**** EXTRACTED DATA

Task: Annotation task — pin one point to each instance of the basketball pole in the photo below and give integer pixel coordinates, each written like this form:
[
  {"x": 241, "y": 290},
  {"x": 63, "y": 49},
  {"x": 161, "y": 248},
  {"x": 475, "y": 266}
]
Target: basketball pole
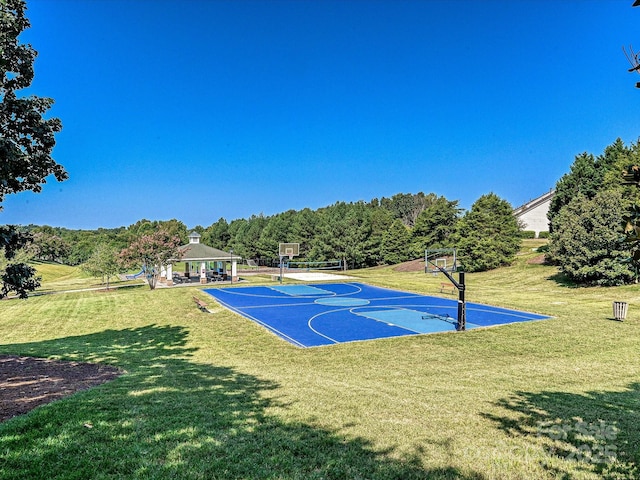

********

- PROBLEM REQUIREMENTS:
Reproduce all of the material above line for line, leaving out the pictures.

- THE RESULT:
Task: Annotation task — pin one point to each instance of the basketball pole in the photo below and give integer pixel coordinates, each written like this form:
[
  {"x": 241, "y": 290},
  {"x": 63, "y": 49},
  {"x": 161, "y": 248},
  {"x": 475, "y": 266}
]
Target: basketball pole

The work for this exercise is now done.